(GOAL 1):
In the listing below, identify every line that contains the string "head" and copy each of those lines.

— START OF TEXT BLOCK —

In Natural Language Processing (`NLP`), tagging is a crucial process for annotating text with meaningful labels that aid in linguistic and semantic analysis. Among these, **Part-of-Speech (`POS`) tagging** plays a foundational role in identifying the grammatical roles of words in a sentence, such as noun, verb, adjective, or adverb. This understanding is critical for tasks like syntactic parsing, named entity recognition, machine translation, and text-to-speech systems.  

`POS` tagging methods have evolved from rule-based systems to sophisticated algorithms like **Hidden Markov Models (`HMMs`)** and **Conditional Random Fields (CRFs)**, which leverage statistical properties for better contextual analysis. More recently, **neural network-based models** have introduced significant advancements, enabling state-of-the-art performance by leveraging word embeddings and deep learning architectures.  

### **Objectives:**  
In this notebook, Parham provides an overview of Part-of-Speech tagging, its significance in `NLP`, and the algorithms behind it, including Hidden Markov Models (`HMMs`) and neural networks. Through practical exercises, Parham will train a neural network for `POS` tagging and use `NLTK` to implement the Stanford `POS` Tagger.

— END OF TEXT BLOCK —
— START OF SOURCE DATA —

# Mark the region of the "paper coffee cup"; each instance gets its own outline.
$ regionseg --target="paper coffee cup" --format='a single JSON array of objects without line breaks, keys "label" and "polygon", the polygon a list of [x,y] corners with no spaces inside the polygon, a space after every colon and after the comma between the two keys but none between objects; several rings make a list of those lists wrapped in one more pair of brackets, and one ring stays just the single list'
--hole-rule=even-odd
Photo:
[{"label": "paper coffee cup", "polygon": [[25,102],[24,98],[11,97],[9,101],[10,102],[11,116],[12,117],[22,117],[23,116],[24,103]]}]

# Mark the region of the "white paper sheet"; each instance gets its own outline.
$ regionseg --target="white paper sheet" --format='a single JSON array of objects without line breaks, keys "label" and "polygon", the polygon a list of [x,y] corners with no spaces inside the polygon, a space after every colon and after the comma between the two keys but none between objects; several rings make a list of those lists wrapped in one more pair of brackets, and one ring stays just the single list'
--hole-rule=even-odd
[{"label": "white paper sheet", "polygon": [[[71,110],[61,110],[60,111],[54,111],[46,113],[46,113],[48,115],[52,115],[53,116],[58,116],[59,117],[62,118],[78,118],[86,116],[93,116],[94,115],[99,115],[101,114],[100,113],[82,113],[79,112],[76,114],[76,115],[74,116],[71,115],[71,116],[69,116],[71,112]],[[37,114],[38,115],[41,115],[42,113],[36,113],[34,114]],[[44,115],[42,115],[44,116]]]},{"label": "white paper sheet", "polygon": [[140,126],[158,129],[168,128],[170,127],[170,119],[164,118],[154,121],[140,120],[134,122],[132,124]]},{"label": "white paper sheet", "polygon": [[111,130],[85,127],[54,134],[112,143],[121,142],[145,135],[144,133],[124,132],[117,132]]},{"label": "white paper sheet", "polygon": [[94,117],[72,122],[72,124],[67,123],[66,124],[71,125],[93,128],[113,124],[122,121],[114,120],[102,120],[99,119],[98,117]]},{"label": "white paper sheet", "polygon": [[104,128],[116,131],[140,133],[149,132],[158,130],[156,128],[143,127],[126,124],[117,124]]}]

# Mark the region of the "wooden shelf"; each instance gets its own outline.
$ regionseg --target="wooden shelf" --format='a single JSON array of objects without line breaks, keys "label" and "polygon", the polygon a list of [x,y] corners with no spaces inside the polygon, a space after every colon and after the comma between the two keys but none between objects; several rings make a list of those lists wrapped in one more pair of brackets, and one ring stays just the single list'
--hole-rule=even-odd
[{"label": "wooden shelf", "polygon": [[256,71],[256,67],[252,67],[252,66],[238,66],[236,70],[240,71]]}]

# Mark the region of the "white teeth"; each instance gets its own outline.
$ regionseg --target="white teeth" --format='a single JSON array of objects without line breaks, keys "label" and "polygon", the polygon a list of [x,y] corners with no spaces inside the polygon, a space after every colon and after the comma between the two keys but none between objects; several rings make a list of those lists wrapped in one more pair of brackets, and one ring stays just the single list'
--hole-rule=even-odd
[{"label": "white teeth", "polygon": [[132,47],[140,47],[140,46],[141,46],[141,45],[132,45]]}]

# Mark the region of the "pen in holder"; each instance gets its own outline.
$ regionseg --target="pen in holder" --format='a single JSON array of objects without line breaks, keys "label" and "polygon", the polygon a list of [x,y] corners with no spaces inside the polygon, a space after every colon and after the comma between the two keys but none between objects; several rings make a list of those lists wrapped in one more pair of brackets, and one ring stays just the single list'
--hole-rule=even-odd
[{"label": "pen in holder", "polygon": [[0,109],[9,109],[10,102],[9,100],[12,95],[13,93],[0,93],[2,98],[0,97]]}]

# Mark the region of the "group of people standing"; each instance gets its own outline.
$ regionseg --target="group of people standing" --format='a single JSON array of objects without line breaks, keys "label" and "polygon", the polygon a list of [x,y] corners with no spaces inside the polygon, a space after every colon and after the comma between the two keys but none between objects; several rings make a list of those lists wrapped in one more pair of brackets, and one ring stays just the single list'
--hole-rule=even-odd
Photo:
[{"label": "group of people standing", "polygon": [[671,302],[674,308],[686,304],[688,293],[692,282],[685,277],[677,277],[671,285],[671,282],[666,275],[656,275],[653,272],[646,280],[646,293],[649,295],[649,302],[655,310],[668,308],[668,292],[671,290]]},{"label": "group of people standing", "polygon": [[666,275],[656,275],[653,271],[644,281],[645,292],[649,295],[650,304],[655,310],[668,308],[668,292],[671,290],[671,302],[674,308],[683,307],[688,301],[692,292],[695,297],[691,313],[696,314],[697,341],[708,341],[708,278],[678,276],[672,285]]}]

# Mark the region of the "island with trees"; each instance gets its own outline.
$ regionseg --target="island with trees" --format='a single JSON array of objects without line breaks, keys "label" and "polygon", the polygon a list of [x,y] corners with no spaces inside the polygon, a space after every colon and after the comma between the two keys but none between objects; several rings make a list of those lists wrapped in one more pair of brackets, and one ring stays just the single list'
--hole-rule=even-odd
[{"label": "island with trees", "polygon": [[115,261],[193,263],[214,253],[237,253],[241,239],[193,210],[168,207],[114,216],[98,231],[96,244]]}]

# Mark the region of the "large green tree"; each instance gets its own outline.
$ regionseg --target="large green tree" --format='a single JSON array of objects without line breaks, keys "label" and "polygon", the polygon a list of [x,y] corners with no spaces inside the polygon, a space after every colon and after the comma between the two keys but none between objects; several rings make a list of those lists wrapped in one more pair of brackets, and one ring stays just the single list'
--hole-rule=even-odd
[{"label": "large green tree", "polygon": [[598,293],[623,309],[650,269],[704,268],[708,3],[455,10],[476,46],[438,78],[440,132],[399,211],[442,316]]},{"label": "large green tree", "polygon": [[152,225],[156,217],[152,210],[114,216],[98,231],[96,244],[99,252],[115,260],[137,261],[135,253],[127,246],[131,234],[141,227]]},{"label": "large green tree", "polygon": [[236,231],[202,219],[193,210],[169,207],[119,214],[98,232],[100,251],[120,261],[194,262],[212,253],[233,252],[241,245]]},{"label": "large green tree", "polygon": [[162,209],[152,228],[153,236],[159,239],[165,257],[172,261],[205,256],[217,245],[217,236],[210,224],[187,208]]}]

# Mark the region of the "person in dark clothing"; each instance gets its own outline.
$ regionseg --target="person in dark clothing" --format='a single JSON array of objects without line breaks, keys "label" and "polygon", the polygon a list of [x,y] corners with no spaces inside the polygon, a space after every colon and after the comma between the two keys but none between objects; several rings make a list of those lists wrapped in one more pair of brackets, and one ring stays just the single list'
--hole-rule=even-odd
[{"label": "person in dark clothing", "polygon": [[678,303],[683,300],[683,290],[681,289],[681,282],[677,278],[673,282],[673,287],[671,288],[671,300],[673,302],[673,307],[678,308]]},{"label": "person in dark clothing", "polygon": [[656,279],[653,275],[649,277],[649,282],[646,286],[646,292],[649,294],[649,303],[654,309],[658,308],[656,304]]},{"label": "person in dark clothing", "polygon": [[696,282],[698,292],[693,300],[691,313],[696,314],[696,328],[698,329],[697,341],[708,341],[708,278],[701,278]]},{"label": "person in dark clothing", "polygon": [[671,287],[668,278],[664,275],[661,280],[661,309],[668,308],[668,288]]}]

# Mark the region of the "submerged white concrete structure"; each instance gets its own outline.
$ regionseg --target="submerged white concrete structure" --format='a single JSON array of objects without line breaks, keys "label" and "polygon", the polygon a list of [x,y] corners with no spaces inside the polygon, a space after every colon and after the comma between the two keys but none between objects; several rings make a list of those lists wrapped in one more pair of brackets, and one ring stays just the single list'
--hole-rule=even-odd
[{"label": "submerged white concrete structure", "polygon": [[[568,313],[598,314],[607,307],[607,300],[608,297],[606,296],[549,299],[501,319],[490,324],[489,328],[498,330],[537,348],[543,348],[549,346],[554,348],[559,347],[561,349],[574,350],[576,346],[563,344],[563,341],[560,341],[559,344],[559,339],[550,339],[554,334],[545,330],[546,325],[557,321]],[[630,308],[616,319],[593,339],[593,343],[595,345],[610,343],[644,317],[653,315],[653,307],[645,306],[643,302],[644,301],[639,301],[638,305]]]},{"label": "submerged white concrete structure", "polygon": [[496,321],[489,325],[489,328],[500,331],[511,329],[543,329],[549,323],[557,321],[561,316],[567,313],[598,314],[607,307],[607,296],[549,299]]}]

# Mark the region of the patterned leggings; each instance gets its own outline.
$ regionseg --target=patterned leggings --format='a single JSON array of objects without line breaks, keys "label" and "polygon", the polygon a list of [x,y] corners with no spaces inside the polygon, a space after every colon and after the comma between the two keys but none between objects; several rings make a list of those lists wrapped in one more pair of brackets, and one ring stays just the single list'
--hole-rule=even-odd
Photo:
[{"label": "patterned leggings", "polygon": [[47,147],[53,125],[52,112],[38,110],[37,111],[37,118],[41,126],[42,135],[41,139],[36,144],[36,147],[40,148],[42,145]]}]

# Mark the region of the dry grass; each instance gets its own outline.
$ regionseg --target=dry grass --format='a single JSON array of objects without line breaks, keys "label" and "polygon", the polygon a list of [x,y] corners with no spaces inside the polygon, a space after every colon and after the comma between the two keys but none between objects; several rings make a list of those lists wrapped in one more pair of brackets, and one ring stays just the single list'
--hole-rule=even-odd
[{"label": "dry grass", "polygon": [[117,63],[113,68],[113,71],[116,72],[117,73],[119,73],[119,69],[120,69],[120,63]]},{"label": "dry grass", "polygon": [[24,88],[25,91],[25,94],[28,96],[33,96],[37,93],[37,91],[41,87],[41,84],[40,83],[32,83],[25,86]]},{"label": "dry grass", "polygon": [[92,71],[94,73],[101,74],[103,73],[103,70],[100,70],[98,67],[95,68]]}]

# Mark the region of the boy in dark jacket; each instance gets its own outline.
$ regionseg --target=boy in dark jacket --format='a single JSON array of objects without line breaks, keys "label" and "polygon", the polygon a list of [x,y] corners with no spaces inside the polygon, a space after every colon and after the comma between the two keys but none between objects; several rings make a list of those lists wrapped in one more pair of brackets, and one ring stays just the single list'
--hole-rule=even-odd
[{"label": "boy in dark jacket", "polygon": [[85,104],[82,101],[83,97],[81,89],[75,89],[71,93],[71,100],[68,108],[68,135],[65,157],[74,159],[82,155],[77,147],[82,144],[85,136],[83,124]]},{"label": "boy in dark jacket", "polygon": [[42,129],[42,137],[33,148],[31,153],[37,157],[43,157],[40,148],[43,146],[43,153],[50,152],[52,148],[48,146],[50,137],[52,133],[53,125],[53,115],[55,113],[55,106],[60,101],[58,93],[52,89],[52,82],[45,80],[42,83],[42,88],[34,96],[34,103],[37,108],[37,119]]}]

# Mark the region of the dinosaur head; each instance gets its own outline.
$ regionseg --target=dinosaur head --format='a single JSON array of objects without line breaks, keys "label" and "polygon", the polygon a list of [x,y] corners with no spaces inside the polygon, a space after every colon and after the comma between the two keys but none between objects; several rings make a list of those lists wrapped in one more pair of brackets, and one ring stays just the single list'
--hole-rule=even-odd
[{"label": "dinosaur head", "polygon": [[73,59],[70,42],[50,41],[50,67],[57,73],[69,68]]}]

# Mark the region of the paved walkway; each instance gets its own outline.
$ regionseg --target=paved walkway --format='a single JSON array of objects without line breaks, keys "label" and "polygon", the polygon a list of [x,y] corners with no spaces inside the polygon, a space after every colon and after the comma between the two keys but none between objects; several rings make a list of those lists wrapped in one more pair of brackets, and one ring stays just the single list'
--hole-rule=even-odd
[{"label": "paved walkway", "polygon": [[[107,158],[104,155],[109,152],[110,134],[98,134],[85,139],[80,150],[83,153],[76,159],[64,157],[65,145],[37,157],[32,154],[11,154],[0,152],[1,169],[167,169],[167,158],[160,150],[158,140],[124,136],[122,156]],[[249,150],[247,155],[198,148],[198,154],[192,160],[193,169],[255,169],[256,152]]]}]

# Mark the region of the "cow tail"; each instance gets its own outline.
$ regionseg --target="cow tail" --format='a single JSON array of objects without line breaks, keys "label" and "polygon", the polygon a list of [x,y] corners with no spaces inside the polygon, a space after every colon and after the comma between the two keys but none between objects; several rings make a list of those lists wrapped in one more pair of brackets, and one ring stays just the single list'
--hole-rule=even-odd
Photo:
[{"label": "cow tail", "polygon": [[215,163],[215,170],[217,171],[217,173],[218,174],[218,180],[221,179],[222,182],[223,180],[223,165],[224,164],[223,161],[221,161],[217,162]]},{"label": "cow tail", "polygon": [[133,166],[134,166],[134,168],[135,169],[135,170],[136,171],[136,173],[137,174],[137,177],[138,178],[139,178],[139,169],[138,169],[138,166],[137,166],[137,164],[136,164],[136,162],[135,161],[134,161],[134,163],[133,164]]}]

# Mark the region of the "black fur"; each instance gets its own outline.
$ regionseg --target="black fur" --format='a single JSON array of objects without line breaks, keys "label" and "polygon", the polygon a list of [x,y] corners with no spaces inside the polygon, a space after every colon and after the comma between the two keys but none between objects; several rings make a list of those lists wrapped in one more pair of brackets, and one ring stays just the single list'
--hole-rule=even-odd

— END OF SOURCE DATA —

(GOAL 2):
According to the part-of-speech tagging text, which two statistical algorithms did POS tagging methods evolve to after rule-based systems?

(COMPLETE ANSWER 1):
# Mark the region of the dinosaur head; each instance gets its own outline.
$ regionseg --target=dinosaur head --format='a single JSON array of objects without line breaks, keys "label" and "polygon", the polygon a list of [x,y] corners with no spaces inside the polygon, a space after every colon and after the comma between the two keys but none between objects; several rings make a list of those lists wrapped in one more pair of brackets, and one ring stays just the single list'
[{"label": "dinosaur head", "polygon": [[73,59],[70,42],[50,41],[50,67],[57,73],[69,68]]}]

(COMPLETE ANSWER 2):
Hidden Markov Models (HMMs) and Conditional Random Fields (CRFs).